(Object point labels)
#####

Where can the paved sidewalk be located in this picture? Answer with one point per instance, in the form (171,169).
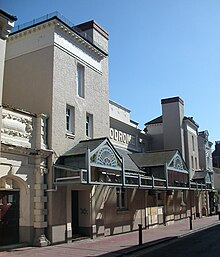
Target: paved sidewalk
(118,245)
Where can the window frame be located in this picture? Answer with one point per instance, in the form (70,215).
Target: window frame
(80,80)
(70,120)
(121,199)
(89,125)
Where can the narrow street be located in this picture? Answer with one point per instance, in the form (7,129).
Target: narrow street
(201,244)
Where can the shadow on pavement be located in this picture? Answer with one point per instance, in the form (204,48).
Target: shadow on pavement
(133,249)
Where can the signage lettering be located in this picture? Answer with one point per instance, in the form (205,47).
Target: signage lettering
(122,137)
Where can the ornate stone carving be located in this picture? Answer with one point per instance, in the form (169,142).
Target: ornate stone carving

#####

Task instructions →
Rename "Target" to "Object" everywhere it appears in the records above, and leave everything else unchanged. Don't include the pictures in your answer.

Solved problem →
Where can the paved sidewalk be located in this picture? Answer with one point per instance, in the form (171,169).
Object: paved sidewalk
(118,245)
Where can the window frame be located in this picture? Answer with one point per instance, in the form (70,215).
Object: window frame
(80,80)
(70,120)
(121,199)
(89,125)
Where can the narrow street be located in this picture? Answer with one point per instance, in the form (7,129).
Object: narrow street
(201,244)
Where can the shadow on pavement be located in this picture? Answer with one point per instance, in the form (204,48).
Object: shadow on pavement
(133,249)
Where can the signage lettering be located in this picture? Answer with one point per instance, in the form (205,47).
Object: signage lettering
(122,137)
Where can the ornate stone carving be located in this picture? Answer with one point per instance, in the form (169,142).
Object: ornate stone carving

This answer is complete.